### TEXT EXCERPT

Simulation-based research (SBR) is rapidly expanding but the quality of reporting needs improvement. For a reader to critically assess a study, the elements of the study need to be clearly reported. Our objective was to develop reporting guidelines for SBR by creating extensions to the Consolidated Standards of Reporting Trials (CONSORT) and Strengthening the Reporting of Observational Studies in Epidemiology (STROBE) Statements.


An iterative multistep consensus-building process was used on the basis of the recommended steps for developing reporting guidelines. The consensus process involved the following: (1) developing a steering committee, (2) defining the scope of the reporting guidelines, (3) identifying a consensus panel, (4) generating a list of items for discussion via online premeeting survey, (5) conducting a consensus meeting, and (6) drafting reporting guidelines with an explanation and elaboration document.


The following 11 extensions were recommended for


item 1 (title/abstract), item 2 (background), item 5 (interventions), item 6 (outcomes), item 11 (blinding), item 12 (statistical methods), item 15 (baseline data), item 17 (outcomes/estimation), item 20 (limitations), item 21 (generalizability), and item 25 (funding). The following 10 extensions were recommended for STROBE: item 1 (title/abstract), item 2 (background/rationale), item 7 (variables), item 8 (data sources/measurement), item 12 (statistical methods), item 14 (descriptive data), item 16 (main results), item 19 (limitations), item 21 (generalizability), and item 22 (funding). An elaboration document was created to provide examples and explanation for each extension.


We have developed extensions for the CONSORT and STROBE Statements that can help improve the quality of reporting for SBR.

######

▶ _WHAT THE EXERCISE ASKS_: Transcribe the passage of the simulation-based research abstract that opens with the words containing "An iterative multistep" and closes with "and elaboration document.".

### SOURCE MATERIAL

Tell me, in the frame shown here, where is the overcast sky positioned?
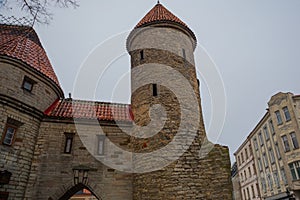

######

▶ _EXPECTED ANSWER_:
An iterative multistep consensus-building process was used on the basis of the recommended steps for developing reporting guidelines. The consensus process involved the following: (1) developing a steering committee, (2) defining the scope of the reporting guidelines, (3) identifying a consensus panel, (4) generating a list of items for discussion via online premeeting survey, (5) conducting a consensus meeting, and (6) drafting reporting guidelines with an explanation and elaboration document.